▸ DOCUMENT EXCERPT
>>>

"Your Father Will Die This Winter"

It wasn't until 11 years ago, when I was 34, that I once again became open to reconnecting to the "infinite thread of communication."  Prior to this, I spent the rest of my childhood and adulthood living with angst, whether it be in school or as an employee. 

In short, in first grade I was diagnosed with learning challenges involving ADD and a visual motor deficit that effects my reading comprehension, math, and writing abilities.  Out of a need to please my father and fear of disappointing him, I pushed myself to the extreme to get excellent grades throughout my academic career, until I reached college.  I could no longer sustain my scholastic struggle and deal with the pressure that I brought upon myself, due to trying to fulfill another persons dream and desire to become an engineer.  I therefore dropped out of the University of Washington.  I slipped into a major depression.  I immediately reached out for help.  I was put on an antidepressant.  Not knowing family history, the medicine triggered a manic episode.  I then went undiagnosed for two years.  Through the assistance and support of my parents, I was connected to a private psychiatrist and diagnosed with bipolar.  I have been stable and on medication ever since 1994.

In spite of medications for managing my bipolar, I still lived with chronic anxiety, due to living with learning challenges that affected my self-esteem.  This anxiety and fear of not being good enough or smart enough, has kept me from being relaxed and being able to reconnect to the "infinite thread of communication" for 35 years.

After dropping out of college, I had a lot of customer service type jobs, because they didn't require higher education.  Unfortunately, the skills needed to be successful at these sort of jobs-multi tasking, engaging with a lot of people, fast paced environment, noisy, and dealing with money, did not compliment what I live and struggle with-ADD and a visual and motor deficit.  These sort of jobs just caused more stress, anxiety, and lead to more unhappiness.

It wasn't until years later in my adult life that a couple good friends who knew me well suggested a different professional path for me to pursue-massage therapy.  They felt based on what I struggle with, this line of work would draw upon my natural abilities and strengths, rather than expose and focus on my weaknesses.

Being a massage therapist was an overall good fit.  It provided a quiet environment.  I worked one on one.  Most people were friendly.  I discovered I was a good problem solver and my need to please led to good outcomes and good money when working with clients with injuries.  What ended my 10 year career was chronic injuries.  I didn't set good and consistent boundaries, due to the fact that I was always trying to please customers, by having them receive enough pressure with deep tissue massage.
The take away of being in this line of work was priceless.  I learned a great deal about anatomy and physiology, but more importantly I was exposed to Reiki and meditation, both a form of healing energy work.  This became a passion for me that I still partake in to this day.  By being exposed to Reiki and meditation eventually reconnected me to the "infinite thread of communication."  Both facilitate my ability to connect to everything I do not see or know in the moment, but will eventually manifest in the future.

<<<

▸ DATA TO EXAMINE
>>>

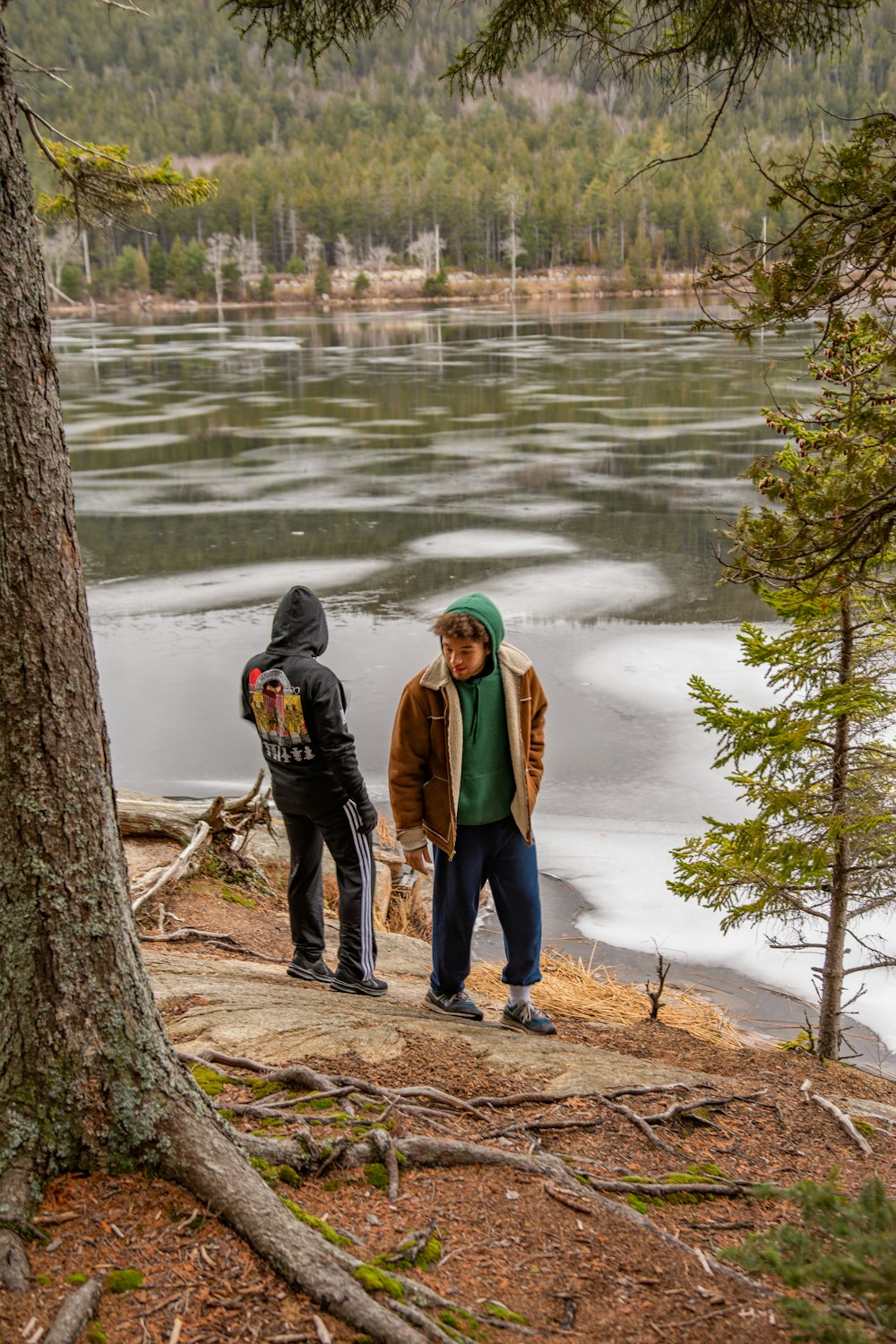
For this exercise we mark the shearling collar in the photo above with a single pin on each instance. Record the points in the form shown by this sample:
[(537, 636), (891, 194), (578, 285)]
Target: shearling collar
[(438, 674)]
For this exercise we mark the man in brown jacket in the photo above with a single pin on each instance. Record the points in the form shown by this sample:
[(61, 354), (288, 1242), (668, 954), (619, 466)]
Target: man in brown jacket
[(465, 769)]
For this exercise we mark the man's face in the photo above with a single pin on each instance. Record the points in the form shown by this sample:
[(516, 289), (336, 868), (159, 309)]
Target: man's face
[(465, 658)]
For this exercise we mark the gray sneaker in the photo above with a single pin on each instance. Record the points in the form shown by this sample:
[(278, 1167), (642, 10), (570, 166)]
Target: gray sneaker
[(525, 1016), (317, 970), (457, 1005)]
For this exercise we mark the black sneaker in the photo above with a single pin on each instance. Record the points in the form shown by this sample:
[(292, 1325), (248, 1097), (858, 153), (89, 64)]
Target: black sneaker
[(344, 984), (457, 1005), (317, 970), (525, 1016)]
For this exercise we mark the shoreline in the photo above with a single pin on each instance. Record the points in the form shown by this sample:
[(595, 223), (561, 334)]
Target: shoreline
[(761, 1011), (462, 289)]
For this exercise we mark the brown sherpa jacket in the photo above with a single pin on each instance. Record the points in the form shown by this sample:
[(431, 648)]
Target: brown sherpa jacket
[(427, 747)]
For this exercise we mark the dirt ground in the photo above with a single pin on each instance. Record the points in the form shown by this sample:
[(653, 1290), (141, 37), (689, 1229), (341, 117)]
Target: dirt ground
[(509, 1242)]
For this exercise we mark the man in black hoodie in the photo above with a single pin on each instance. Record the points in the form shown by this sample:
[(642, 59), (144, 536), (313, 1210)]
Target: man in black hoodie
[(298, 710)]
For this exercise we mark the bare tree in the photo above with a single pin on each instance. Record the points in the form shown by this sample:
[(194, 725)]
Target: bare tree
[(511, 245), (346, 255), (314, 252), (220, 249), (246, 258), (426, 249), (376, 261)]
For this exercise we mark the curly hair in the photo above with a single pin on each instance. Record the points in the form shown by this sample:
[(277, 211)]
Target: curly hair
[(460, 625)]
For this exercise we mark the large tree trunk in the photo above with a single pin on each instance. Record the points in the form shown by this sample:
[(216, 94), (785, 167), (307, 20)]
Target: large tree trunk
[(88, 1077), (831, 975), (82, 1053)]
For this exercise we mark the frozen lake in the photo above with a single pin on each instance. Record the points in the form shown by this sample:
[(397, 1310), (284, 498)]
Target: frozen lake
[(571, 462)]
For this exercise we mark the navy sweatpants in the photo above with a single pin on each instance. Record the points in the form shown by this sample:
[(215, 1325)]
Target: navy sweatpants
[(339, 827), (495, 854)]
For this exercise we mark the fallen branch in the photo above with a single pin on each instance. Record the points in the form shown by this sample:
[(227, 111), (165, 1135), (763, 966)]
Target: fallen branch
[(225, 941), (160, 878), (74, 1314), (840, 1116)]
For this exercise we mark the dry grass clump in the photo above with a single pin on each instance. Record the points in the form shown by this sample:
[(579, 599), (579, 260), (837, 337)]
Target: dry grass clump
[(592, 994)]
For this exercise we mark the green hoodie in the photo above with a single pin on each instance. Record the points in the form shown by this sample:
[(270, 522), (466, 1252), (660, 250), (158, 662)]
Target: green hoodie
[(487, 771)]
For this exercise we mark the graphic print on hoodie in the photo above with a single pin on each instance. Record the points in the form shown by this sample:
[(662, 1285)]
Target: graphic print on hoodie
[(277, 709), (297, 706)]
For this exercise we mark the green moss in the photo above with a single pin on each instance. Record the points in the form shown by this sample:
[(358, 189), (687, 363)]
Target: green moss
[(403, 1257), (328, 1233), (501, 1314), (124, 1279), (211, 1082), (460, 1324), (375, 1279), (316, 1104), (273, 1171), (263, 1088), (234, 897), (376, 1175)]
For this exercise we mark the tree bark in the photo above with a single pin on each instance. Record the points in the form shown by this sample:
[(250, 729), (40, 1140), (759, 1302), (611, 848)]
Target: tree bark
[(831, 975), (83, 1058)]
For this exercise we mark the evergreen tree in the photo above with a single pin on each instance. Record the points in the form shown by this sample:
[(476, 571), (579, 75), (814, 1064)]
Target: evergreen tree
[(817, 769)]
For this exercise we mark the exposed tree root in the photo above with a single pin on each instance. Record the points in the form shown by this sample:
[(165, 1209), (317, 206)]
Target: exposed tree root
[(207, 1163), (16, 1207)]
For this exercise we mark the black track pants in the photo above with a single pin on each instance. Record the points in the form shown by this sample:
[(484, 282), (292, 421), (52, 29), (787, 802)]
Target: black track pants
[(339, 827)]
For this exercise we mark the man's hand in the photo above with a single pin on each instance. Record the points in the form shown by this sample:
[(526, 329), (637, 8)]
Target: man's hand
[(419, 859)]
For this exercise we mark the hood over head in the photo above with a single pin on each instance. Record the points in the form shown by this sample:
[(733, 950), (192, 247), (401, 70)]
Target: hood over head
[(300, 624), (484, 609)]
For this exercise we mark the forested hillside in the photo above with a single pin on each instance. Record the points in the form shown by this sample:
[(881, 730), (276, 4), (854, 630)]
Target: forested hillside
[(376, 151)]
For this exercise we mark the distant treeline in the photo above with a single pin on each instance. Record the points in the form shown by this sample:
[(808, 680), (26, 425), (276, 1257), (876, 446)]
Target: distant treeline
[(378, 152)]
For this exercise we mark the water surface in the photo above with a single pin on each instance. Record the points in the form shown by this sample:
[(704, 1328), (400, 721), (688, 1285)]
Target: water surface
[(573, 462)]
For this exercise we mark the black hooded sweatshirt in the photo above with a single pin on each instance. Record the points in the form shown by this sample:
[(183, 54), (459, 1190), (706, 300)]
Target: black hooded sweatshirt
[(298, 709)]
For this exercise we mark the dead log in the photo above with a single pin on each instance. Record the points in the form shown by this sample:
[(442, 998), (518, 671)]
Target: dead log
[(74, 1314), (177, 819), (158, 879)]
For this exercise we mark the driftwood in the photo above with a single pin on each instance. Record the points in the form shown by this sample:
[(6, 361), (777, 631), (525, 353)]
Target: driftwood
[(196, 824), (74, 1314), (840, 1116), (153, 882), (177, 819)]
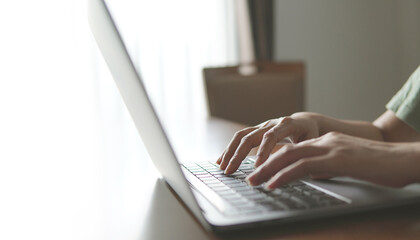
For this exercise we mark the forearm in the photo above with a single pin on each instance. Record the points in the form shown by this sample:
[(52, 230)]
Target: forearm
[(409, 161), (354, 128)]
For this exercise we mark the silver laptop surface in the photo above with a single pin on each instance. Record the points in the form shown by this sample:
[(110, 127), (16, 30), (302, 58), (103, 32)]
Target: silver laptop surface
[(223, 203)]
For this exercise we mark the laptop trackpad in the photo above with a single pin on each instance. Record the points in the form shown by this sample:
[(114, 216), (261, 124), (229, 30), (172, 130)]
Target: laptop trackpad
[(361, 191)]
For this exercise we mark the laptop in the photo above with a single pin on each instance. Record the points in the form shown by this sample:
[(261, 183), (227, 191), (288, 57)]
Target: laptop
[(220, 202)]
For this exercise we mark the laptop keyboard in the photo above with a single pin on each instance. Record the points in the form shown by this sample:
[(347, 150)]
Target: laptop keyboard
[(254, 199)]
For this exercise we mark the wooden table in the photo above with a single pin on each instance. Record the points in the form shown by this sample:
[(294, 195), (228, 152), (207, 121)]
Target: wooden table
[(163, 216)]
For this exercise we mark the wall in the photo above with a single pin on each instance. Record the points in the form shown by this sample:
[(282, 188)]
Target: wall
[(358, 53)]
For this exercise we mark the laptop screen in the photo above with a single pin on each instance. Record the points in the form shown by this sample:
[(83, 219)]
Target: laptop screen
[(170, 42)]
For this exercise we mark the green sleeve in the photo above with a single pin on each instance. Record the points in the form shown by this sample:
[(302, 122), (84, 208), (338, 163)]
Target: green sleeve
[(406, 103)]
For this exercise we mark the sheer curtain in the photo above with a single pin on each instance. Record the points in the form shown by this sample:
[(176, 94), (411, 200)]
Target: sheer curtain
[(171, 41)]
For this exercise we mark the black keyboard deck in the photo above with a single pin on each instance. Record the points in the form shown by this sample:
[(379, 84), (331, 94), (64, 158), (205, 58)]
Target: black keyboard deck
[(252, 199)]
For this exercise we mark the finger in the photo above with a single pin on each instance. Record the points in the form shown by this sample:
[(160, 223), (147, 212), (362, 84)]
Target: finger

<<<

▸ ACTIVITY A
Can you quote the stretch of the essay on learning challenges from "The take away" through "in the future."?
▸ ACTIVITY B
Could you extend the essay on learning challenges, picking up after its final sentence?
The records come from a different source than the essay on learning challenges.

▸ WRITTEN RESPONSE A
The take away of being in this line of work was priceless.  I learned a great deal about anatomy and physiology, but more importantly I was exposed to Reiki and meditation, both a form of healing energy work.  This became a passion for me that I still partake in to this day.  By being exposed to Reiki and meditation eventually reconnected me to the "infinite thread of communication."  Both facilitate my ability to connect to everything I do not see or know in the moment, but will eventually manifest in the future.

▸ WRITTEN RESPONSE B
My exposure and daily practice of Reiki and meditation, is the reason why the next major incident occurred 11 years ago.   While mediating in bed one morning,  I heard a quiet voice in my head.  This was a first.  I was scared that possibly I was hearing voices, due to psychosis, too much stress.  It said, "Your father will die this winter."  I was frightened and taken aback.  It confused me due the fact that I heard the voice in the Spring of 2006.  Winter had already past.  At the time it didn't make any since.  The voice was loud and clear.  I wrote it down in a notebook so I wouldn't forget.

Over the months to come, I couldn't keep stop thinking about the phrase I heard during meditation.  I was fixated on it.  My gut told me it would manifest, which made me scared.   I was so convinced to the point that I went shopping for a black suit, black dress shoes, tie, and white shirt the spring of 2006.

In December of 2006, both my father and my brother Joel were having bouts of major depression.  I saw both of them on Christmas eve at my father's house.

The last week of February, I heard during meditation that my brother Joel was going to die in a week.  I was very upset, since he was the one sibling I felt most closest too.  I took a risk, and shared this insight with my sister Erin.  I wasn't sure how she would take it or if she would even believe me.  When I shared, Erin stated, "I understand.  But we need to take care of Dad first.  They are both depressed."  I drove to my brother's apt bldg.  My brother didn't respond to his call box or my phone calls.  I felt hopeless about the situation, because Joel wasn't responding to any of us siblings.

One week later, on a Friday evening, I was about to go out for the evening.  The phone rang.  I didn't pick up the landline, but I did choose to listen to the answering machine.  My brother Pat left a message stating he had bad news.  That my brother Joel had killed himself.  I wasn't in shock, but terribly mad for not being taken seriously by my sister and for my brother to be so disrespectful to leave in a VM, rather than tell me to call him back and share in person.  This was the nail in the coffin, so to speak, when it came to my relationship with my brother Pat.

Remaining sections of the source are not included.